### What to work on
Reproduce the whole listing, character for character.

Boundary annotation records
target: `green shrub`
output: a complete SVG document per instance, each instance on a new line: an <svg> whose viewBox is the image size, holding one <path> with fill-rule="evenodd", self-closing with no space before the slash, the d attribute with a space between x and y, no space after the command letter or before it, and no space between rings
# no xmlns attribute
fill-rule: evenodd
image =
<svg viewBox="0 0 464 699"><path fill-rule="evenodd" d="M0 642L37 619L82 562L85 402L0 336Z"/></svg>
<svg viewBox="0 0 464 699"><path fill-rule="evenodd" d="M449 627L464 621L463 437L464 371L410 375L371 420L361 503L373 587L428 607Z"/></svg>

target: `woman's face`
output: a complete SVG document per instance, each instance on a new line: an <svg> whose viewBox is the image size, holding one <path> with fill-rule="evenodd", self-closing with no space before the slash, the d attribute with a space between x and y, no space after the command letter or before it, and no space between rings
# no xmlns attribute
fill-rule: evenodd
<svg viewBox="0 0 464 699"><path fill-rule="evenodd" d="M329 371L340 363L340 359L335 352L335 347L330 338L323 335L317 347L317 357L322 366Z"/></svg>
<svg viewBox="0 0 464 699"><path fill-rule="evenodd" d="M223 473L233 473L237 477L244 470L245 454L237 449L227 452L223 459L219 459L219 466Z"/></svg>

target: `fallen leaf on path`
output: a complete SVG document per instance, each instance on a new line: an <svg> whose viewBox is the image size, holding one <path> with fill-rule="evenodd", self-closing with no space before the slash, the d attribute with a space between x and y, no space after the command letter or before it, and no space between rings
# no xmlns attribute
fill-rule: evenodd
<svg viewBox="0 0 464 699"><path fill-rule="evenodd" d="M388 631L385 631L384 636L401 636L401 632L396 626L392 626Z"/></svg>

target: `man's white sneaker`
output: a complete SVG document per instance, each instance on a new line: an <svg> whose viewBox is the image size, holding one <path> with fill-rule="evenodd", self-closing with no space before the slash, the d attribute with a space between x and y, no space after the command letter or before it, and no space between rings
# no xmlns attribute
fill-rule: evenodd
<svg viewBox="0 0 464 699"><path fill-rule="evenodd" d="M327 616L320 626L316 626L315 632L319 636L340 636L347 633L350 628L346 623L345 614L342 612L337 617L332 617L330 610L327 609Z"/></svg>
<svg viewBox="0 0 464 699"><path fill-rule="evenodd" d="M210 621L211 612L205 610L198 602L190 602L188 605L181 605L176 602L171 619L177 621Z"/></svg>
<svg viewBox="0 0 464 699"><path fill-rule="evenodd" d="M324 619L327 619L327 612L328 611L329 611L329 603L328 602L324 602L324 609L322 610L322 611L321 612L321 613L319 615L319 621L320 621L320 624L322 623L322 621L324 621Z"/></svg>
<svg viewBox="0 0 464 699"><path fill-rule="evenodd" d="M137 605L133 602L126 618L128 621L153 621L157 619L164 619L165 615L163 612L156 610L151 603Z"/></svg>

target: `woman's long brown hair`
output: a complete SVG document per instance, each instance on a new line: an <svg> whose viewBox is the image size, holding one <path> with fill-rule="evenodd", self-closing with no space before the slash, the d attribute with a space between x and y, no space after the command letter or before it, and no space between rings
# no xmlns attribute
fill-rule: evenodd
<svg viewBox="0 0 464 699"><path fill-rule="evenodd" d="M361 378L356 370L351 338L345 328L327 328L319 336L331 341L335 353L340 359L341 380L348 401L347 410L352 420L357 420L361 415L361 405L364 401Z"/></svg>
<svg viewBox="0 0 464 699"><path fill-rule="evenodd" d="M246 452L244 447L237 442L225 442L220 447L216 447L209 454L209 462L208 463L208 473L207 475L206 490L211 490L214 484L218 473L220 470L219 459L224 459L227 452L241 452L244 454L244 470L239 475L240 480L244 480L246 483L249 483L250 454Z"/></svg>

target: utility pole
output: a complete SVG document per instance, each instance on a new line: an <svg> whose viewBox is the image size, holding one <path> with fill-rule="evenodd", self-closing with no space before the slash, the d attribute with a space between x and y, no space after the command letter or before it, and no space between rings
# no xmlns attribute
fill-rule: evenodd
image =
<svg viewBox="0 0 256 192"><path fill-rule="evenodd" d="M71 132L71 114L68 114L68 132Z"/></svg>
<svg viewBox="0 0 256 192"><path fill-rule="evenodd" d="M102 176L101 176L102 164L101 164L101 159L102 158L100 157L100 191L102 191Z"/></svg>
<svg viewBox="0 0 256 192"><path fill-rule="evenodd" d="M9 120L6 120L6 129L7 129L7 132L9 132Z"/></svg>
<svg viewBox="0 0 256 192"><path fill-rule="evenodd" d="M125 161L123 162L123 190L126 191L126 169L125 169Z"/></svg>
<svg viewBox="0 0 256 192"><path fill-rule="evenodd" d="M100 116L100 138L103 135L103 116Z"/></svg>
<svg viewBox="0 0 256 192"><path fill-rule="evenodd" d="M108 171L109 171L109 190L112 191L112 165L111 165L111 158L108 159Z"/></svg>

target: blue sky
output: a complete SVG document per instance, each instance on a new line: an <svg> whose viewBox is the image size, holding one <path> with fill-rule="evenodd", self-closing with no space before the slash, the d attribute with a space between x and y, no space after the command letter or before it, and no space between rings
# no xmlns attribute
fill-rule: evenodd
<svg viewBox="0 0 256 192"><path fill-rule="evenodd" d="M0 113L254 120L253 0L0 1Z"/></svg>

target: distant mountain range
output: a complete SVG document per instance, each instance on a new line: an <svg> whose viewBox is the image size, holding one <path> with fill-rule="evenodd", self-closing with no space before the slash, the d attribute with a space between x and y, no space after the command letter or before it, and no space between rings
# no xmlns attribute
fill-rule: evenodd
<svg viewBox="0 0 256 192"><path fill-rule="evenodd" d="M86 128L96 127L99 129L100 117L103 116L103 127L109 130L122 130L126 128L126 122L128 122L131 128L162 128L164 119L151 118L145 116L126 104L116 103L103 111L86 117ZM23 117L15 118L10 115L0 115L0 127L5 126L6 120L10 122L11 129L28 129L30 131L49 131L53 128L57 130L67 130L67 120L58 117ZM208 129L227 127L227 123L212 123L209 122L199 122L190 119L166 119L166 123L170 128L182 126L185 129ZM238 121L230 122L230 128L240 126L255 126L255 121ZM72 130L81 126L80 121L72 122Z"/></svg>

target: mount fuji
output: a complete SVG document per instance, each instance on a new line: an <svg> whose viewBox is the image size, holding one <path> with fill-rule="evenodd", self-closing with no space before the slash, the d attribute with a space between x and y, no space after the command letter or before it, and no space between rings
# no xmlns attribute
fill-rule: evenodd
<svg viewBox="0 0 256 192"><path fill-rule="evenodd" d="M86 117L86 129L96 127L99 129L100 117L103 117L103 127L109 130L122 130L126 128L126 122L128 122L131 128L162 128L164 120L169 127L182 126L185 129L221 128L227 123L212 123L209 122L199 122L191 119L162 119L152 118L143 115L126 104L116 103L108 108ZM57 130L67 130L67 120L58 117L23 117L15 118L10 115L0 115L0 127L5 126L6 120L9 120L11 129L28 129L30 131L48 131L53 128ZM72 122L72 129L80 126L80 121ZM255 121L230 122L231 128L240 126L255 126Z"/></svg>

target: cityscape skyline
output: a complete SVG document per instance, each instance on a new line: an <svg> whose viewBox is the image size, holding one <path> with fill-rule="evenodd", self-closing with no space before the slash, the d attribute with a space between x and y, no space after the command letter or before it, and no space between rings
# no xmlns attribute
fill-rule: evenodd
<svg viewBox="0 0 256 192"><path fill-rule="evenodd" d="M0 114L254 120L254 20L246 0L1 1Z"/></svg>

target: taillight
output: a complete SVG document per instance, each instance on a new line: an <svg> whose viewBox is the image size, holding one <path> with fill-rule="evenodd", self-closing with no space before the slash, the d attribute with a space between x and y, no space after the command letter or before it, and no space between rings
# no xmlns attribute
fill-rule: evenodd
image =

### Written answer
target: `green shrub`
output: a complete SVG document per instance, each instance on a new line: an <svg> whose viewBox is the image size, holding one <path> with fill-rule="evenodd", self-closing with no space before the slash, the d attribute with a space between x and y, no space after the command letter or before it, and no space between rings
# no xmlns attribute
fill-rule: evenodd
image =
<svg viewBox="0 0 464 699"><path fill-rule="evenodd" d="M0 642L37 619L82 562L85 402L0 336Z"/></svg>
<svg viewBox="0 0 464 699"><path fill-rule="evenodd" d="M449 627L464 621L463 437L464 371L410 375L371 420L361 503L373 587L428 607Z"/></svg>

target: `woman's face`
output: a complete SVG document per instance, each instance on a new line: an <svg> whose viewBox is the image size, holding one <path> with fill-rule="evenodd", self-closing with no space before the slash, the d attribute with a space between x and y, no space after the command letter or before it, and no space between rings
# no xmlns attribute
fill-rule: evenodd
<svg viewBox="0 0 464 699"><path fill-rule="evenodd" d="M329 371L340 363L340 359L335 352L335 347L330 338L323 335L317 347L317 357L322 366Z"/></svg>
<svg viewBox="0 0 464 699"><path fill-rule="evenodd" d="M223 473L233 473L237 477L244 470L245 454L237 449L227 452L223 459L219 459L219 466Z"/></svg>

target: `fallen leaf on path`
output: a complete SVG document per instance, each instance on a new line: an <svg> whose viewBox is the image size, holding one <path> with fill-rule="evenodd", self-closing with no space before the slash, the d attribute with a space between x and y, no space after the command letter or before it, and no space between rings
# no xmlns attribute
fill-rule: evenodd
<svg viewBox="0 0 464 699"><path fill-rule="evenodd" d="M388 631L385 631L384 636L401 636L401 632L396 626L392 626Z"/></svg>

target: `man's white sneaker`
output: a complete SVG document per instance, each instance on a new line: an <svg> whose viewBox is the image size, holding one <path> with fill-rule="evenodd", self-closing with no space before the slash, the d attribute with a space between x and y, no space after the command letter or before it, and no space between rings
# no xmlns attribute
fill-rule: evenodd
<svg viewBox="0 0 464 699"><path fill-rule="evenodd" d="M327 616L320 626L316 626L315 632L319 636L340 636L347 633L350 628L346 623L345 614L342 612L337 617L332 617L330 610L327 609Z"/></svg>
<svg viewBox="0 0 464 699"><path fill-rule="evenodd" d="M210 621L211 612L205 610L198 602L190 602L188 605L181 605L176 602L171 619L177 621Z"/></svg>
<svg viewBox="0 0 464 699"><path fill-rule="evenodd" d="M324 619L327 619L327 612L328 611L329 611L329 603L328 602L324 602L324 609L322 610L322 611L321 612L321 613L319 615L319 621L320 621L320 624L322 623L322 621L324 621Z"/></svg>
<svg viewBox="0 0 464 699"><path fill-rule="evenodd" d="M137 605L133 602L126 618L128 621L153 621L157 619L164 619L165 615L163 612L156 610L151 603Z"/></svg>

target: `woman's long brown hair`
output: a complete SVG document per instance, each instance on a new line: an <svg> whose viewBox is the image size, holding one <path> with fill-rule="evenodd", self-closing with no space before the slash, the d attribute with a space between x and y, no space after the command letter or before it, and no space between rings
# no xmlns attribute
fill-rule: evenodd
<svg viewBox="0 0 464 699"><path fill-rule="evenodd" d="M361 378L356 370L351 338L345 328L327 328L319 336L331 341L335 353L340 359L341 380L348 401L347 410L352 420L357 420L361 415L361 405L364 401Z"/></svg>
<svg viewBox="0 0 464 699"><path fill-rule="evenodd" d="M246 452L244 447L237 442L225 442L220 447L216 447L209 454L209 462L208 463L208 473L207 475L206 490L211 490L214 484L218 473L220 470L219 459L224 459L227 452L241 452L244 454L244 470L239 475L240 480L244 480L246 483L249 483L250 454Z"/></svg>

target: utility pole
output: a complete SVG document per instance, each instance on a new line: an <svg> whose viewBox is the image size, holding one <path> with fill-rule="evenodd", self-closing with no space before the slash, the d attribute with a space between x and y, no space after the command letter or before it, and no space between rings
# no xmlns attribute
fill-rule: evenodd
image =
<svg viewBox="0 0 256 192"><path fill-rule="evenodd" d="M71 132L71 114L68 114L68 132Z"/></svg>
<svg viewBox="0 0 256 192"><path fill-rule="evenodd" d="M102 176L101 176L102 164L101 164L101 159L102 158L100 157L100 191L102 191Z"/></svg>
<svg viewBox="0 0 256 192"><path fill-rule="evenodd" d="M9 120L6 120L6 129L7 129L7 132L9 132Z"/></svg>
<svg viewBox="0 0 256 192"><path fill-rule="evenodd" d="M125 161L123 162L123 190L126 191L126 169L125 169Z"/></svg>
<svg viewBox="0 0 256 192"><path fill-rule="evenodd" d="M100 116L100 138L103 135L103 116Z"/></svg>
<svg viewBox="0 0 256 192"><path fill-rule="evenodd" d="M108 171L109 171L109 190L112 191L112 165L111 165L111 158L108 159Z"/></svg>

target: blue sky
output: a complete SVG document per instance, each instance on a new line: an <svg> whose viewBox is the image size, holding one <path> with fill-rule="evenodd", self-closing with no space before the slash, the d attribute with a space between x and y, no space after the command letter or before it, and no space between rings
# no xmlns attribute
fill-rule: evenodd
<svg viewBox="0 0 256 192"><path fill-rule="evenodd" d="M0 113L254 120L253 0L0 1Z"/></svg>

target: distant mountain range
output: a complete SVG document per instance, each instance on a new line: an <svg> whose viewBox is the image size, holding one <path> with fill-rule="evenodd", self-closing with no space before the slash, the d attribute with a space between x and y, no space after the command letter or before it, and no space between rings
# no xmlns attribute
fill-rule: evenodd
<svg viewBox="0 0 256 192"><path fill-rule="evenodd" d="M86 128L96 127L99 129L100 117L103 116L103 127L109 130L122 130L126 128L126 122L128 122L131 128L162 128L164 119L151 118L145 116L126 104L116 103L103 111L86 117ZM23 117L15 118L10 115L0 115L0 127L5 126L6 120L10 122L11 129L28 129L30 131L49 131L53 128L57 130L67 130L67 120L58 117ZM208 129L227 127L227 123L212 123L209 122L199 122L190 119L166 119L166 123L170 128L182 126L185 129ZM238 121L230 122L230 128L240 126L255 126L255 121ZM72 130L81 126L80 121L72 122Z"/></svg>

target: mount fuji
output: a complete SVG document per instance, each instance on a new line: an <svg> whose viewBox is the image size, holding one <path> with fill-rule="evenodd", self-closing with no space before the slash, the d attribute with a space between x and y, no space after the command letter or before it, and no space between rings
# no xmlns attribute
fill-rule: evenodd
<svg viewBox="0 0 256 192"><path fill-rule="evenodd" d="M86 117L86 129L96 127L99 129L100 117L103 117L103 127L109 130L122 130L126 128L126 122L128 122L131 128L162 128L164 120L169 127L182 126L185 129L221 128L227 123L212 123L209 122L199 122L191 119L162 119L152 118L143 115L126 104L116 103L108 108ZM57 130L67 130L67 120L58 117L23 117L15 118L10 115L0 115L0 127L5 126L6 120L9 120L11 129L28 129L30 131L48 131L53 128ZM72 122L72 129L80 126L80 121ZM255 121L230 122L231 128L240 126L255 126Z"/></svg>

target: cityscape skyline
output: a complete SVG document per instance, each instance on a new line: an <svg> whose viewBox is the image size, holding one <path> with fill-rule="evenodd", self-closing with no space before the slash, the d attribute with a space between x and y, no space after the command letter or before it, and no space between rings
# no xmlns attribute
fill-rule: evenodd
<svg viewBox="0 0 256 192"><path fill-rule="evenodd" d="M0 114L254 120L254 20L246 0L1 1Z"/></svg>

target: taillight
output: a complete SVG document per instance, each instance on a new line: an <svg> whose viewBox is the image size, holding one <path> with fill-rule="evenodd", self-closing with no space before the slash, the d attribute with a space between x and y, no space after the command letter or before it, and no space between rings
# no xmlns attribute
fill-rule: evenodd
image =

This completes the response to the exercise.